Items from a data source
>>>>
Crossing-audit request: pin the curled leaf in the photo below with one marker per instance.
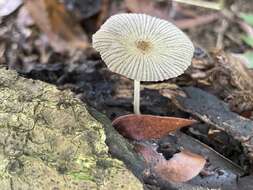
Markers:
(181, 167)
(141, 127)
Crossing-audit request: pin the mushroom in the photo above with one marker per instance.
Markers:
(143, 48)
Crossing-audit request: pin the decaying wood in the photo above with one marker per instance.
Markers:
(216, 113)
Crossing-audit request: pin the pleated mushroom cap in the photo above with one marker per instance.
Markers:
(142, 47)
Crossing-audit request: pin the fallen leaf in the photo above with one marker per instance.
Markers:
(151, 156)
(150, 7)
(61, 28)
(181, 167)
(140, 127)
(8, 6)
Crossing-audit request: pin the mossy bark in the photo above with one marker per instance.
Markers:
(49, 140)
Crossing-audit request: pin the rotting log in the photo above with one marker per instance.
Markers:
(49, 140)
(215, 112)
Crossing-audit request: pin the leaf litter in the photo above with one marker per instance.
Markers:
(216, 73)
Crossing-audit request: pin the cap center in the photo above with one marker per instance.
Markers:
(143, 46)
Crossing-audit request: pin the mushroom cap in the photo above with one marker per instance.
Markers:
(142, 47)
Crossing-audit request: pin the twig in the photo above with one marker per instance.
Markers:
(205, 4)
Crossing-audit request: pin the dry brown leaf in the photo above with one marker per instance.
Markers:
(150, 7)
(63, 31)
(181, 167)
(139, 127)
(8, 6)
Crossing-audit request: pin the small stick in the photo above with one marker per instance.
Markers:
(205, 4)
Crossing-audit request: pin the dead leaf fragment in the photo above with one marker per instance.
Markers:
(141, 127)
(63, 31)
(181, 167)
(150, 7)
(8, 6)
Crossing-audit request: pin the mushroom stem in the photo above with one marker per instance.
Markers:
(136, 97)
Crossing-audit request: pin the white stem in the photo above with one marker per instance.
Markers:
(136, 97)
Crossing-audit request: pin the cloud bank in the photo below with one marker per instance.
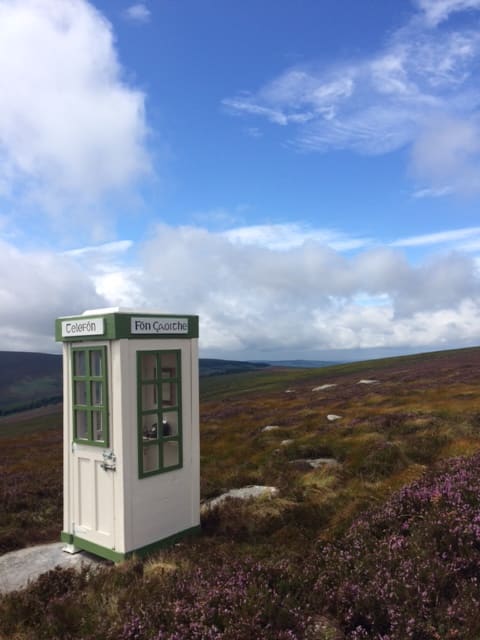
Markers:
(253, 299)
(71, 129)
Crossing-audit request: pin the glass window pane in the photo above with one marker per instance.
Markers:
(79, 368)
(169, 365)
(97, 426)
(150, 458)
(169, 393)
(97, 393)
(96, 367)
(150, 427)
(80, 392)
(149, 397)
(81, 426)
(149, 366)
(170, 424)
(171, 454)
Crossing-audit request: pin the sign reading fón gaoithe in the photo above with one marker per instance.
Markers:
(158, 326)
(83, 327)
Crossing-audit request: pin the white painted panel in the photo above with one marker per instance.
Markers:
(85, 494)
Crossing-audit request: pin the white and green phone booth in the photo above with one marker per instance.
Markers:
(131, 431)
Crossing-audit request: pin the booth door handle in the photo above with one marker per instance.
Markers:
(109, 461)
(108, 466)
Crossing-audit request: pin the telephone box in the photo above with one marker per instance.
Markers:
(131, 431)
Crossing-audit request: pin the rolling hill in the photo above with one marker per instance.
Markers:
(374, 531)
(30, 380)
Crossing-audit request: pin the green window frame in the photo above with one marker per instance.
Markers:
(159, 401)
(90, 396)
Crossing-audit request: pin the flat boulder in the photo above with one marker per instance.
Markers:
(244, 493)
(306, 464)
(322, 387)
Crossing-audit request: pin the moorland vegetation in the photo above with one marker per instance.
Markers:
(380, 540)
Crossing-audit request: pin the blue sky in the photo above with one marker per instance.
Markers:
(303, 175)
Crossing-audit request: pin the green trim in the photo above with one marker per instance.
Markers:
(161, 362)
(66, 537)
(118, 325)
(88, 378)
(117, 556)
(142, 552)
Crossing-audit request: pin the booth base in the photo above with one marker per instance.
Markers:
(117, 556)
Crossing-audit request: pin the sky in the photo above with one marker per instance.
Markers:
(304, 175)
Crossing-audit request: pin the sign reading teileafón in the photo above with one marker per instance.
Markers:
(87, 327)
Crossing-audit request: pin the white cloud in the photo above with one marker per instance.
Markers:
(35, 288)
(108, 248)
(448, 151)
(441, 237)
(254, 297)
(138, 12)
(71, 129)
(400, 96)
(290, 235)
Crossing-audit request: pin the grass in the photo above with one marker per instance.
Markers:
(283, 567)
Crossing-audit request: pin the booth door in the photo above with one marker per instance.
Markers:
(93, 497)
(94, 470)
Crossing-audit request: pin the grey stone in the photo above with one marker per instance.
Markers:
(18, 568)
(244, 493)
(323, 387)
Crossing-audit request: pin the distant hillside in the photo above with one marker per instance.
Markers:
(303, 364)
(29, 380)
(213, 367)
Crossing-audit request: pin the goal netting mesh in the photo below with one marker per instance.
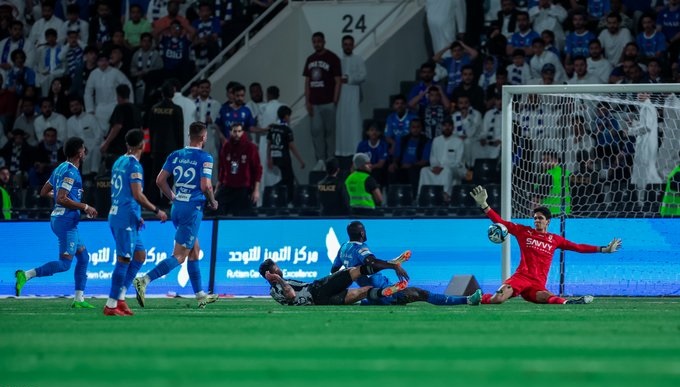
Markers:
(593, 155)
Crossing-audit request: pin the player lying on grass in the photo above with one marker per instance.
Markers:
(329, 290)
(537, 247)
(356, 252)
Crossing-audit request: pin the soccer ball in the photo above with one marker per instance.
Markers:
(497, 233)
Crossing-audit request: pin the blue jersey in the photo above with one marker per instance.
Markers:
(66, 176)
(229, 116)
(519, 40)
(352, 254)
(125, 211)
(396, 126)
(454, 68)
(577, 44)
(669, 21)
(598, 8)
(174, 51)
(649, 46)
(377, 152)
(188, 166)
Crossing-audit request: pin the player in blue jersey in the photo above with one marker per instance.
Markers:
(65, 186)
(191, 168)
(125, 219)
(356, 253)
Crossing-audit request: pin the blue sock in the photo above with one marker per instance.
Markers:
(194, 275)
(163, 268)
(441, 299)
(117, 279)
(80, 273)
(133, 269)
(52, 267)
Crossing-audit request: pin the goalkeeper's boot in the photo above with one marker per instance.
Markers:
(113, 312)
(123, 307)
(581, 300)
(393, 289)
(208, 299)
(81, 305)
(140, 288)
(475, 298)
(20, 276)
(403, 257)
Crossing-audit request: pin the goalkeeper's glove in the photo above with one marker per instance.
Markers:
(614, 245)
(479, 194)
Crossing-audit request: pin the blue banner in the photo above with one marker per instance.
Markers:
(648, 264)
(32, 244)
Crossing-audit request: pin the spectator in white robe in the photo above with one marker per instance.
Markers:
(646, 132)
(85, 126)
(488, 142)
(445, 20)
(466, 123)
(447, 167)
(668, 153)
(541, 57)
(188, 108)
(207, 110)
(348, 126)
(100, 90)
(50, 119)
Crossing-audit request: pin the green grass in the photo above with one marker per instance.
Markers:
(256, 342)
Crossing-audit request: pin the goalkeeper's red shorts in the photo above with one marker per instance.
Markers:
(525, 287)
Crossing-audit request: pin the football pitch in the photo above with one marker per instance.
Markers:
(256, 342)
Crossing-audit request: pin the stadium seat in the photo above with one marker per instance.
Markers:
(400, 200)
(275, 200)
(431, 196)
(315, 177)
(485, 171)
(306, 200)
(461, 201)
(494, 191)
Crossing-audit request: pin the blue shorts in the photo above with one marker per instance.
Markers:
(128, 241)
(66, 230)
(187, 219)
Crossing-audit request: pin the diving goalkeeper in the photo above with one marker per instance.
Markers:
(536, 246)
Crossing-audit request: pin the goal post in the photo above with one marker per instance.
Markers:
(586, 151)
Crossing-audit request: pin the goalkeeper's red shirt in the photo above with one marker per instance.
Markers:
(537, 248)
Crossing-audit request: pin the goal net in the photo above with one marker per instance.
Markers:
(594, 155)
(590, 153)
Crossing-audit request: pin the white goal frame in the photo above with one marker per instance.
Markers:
(506, 147)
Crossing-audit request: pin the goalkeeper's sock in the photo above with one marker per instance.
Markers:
(116, 283)
(133, 269)
(556, 300)
(441, 299)
(162, 269)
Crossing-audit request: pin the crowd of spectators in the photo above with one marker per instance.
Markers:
(96, 69)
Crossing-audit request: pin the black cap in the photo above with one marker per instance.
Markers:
(332, 165)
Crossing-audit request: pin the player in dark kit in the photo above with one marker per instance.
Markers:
(537, 247)
(279, 147)
(330, 290)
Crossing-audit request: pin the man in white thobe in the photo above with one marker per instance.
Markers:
(348, 117)
(445, 20)
(646, 133)
(447, 166)
(488, 139)
(207, 110)
(188, 109)
(668, 153)
(86, 126)
(100, 90)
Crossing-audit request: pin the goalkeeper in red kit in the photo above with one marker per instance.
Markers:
(536, 246)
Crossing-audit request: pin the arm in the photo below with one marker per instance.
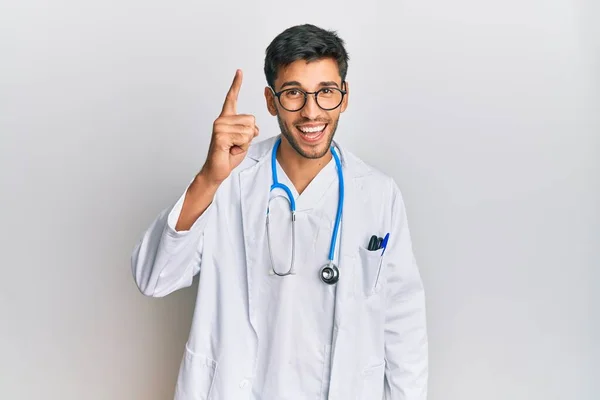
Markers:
(406, 343)
(169, 253)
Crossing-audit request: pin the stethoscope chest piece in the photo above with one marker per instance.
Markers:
(330, 274)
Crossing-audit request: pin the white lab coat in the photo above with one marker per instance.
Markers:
(379, 348)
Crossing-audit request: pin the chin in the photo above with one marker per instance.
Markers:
(312, 145)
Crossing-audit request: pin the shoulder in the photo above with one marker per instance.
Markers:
(370, 178)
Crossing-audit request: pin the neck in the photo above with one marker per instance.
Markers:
(300, 170)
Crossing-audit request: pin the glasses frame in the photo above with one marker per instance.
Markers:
(278, 95)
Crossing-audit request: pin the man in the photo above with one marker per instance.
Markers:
(327, 304)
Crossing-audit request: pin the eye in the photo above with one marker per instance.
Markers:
(293, 93)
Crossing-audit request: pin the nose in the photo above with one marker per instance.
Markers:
(311, 109)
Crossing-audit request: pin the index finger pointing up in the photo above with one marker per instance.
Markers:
(230, 105)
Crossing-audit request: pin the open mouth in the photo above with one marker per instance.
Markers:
(312, 133)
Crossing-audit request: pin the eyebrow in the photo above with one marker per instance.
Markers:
(296, 83)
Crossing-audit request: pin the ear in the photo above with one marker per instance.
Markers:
(345, 101)
(270, 99)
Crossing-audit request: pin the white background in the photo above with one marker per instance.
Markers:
(486, 113)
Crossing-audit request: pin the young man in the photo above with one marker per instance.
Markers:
(322, 303)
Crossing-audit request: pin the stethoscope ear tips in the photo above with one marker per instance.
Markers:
(330, 274)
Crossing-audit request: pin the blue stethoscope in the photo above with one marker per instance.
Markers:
(329, 273)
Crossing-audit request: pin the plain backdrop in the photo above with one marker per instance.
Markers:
(485, 112)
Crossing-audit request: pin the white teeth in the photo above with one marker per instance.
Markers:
(312, 130)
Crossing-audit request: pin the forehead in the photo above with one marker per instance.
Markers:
(309, 73)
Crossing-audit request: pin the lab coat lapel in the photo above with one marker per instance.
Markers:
(344, 338)
(255, 182)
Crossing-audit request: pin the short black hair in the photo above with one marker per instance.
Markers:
(304, 42)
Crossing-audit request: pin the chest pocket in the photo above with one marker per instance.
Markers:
(370, 278)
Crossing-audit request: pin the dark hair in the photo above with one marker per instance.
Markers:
(304, 42)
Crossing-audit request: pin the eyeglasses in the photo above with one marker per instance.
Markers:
(293, 99)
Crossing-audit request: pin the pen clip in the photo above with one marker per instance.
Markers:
(384, 243)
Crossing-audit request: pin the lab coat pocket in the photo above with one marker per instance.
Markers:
(196, 378)
(371, 267)
(372, 382)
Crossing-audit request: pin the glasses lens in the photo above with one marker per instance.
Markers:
(292, 99)
(329, 98)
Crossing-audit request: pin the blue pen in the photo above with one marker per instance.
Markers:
(384, 246)
(384, 243)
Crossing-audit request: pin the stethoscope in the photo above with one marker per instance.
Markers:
(329, 273)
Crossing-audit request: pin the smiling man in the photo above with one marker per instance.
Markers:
(308, 287)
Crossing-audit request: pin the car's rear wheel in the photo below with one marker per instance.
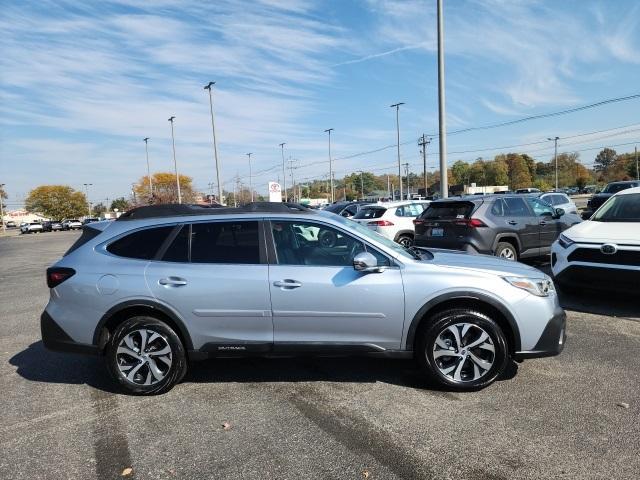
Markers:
(462, 349)
(146, 356)
(507, 251)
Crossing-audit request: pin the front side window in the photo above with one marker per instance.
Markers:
(305, 243)
(225, 242)
(141, 244)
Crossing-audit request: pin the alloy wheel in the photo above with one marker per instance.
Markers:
(464, 352)
(144, 357)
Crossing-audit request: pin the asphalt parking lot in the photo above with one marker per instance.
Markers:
(572, 416)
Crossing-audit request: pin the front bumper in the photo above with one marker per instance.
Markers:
(551, 341)
(56, 339)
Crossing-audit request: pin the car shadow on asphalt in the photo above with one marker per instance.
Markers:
(38, 364)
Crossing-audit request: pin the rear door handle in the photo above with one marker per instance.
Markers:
(287, 284)
(172, 282)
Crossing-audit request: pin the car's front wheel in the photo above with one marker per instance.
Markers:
(146, 356)
(462, 349)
<<<<
Return the data word for word, starting at the line that contains "Crossing-audit request: pin the car's front" and ending at the final line of the data.

Task response
Crossing-audit request: pin the car's front wheel in the photo above with one marker per instance.
Markers:
(146, 356)
(462, 349)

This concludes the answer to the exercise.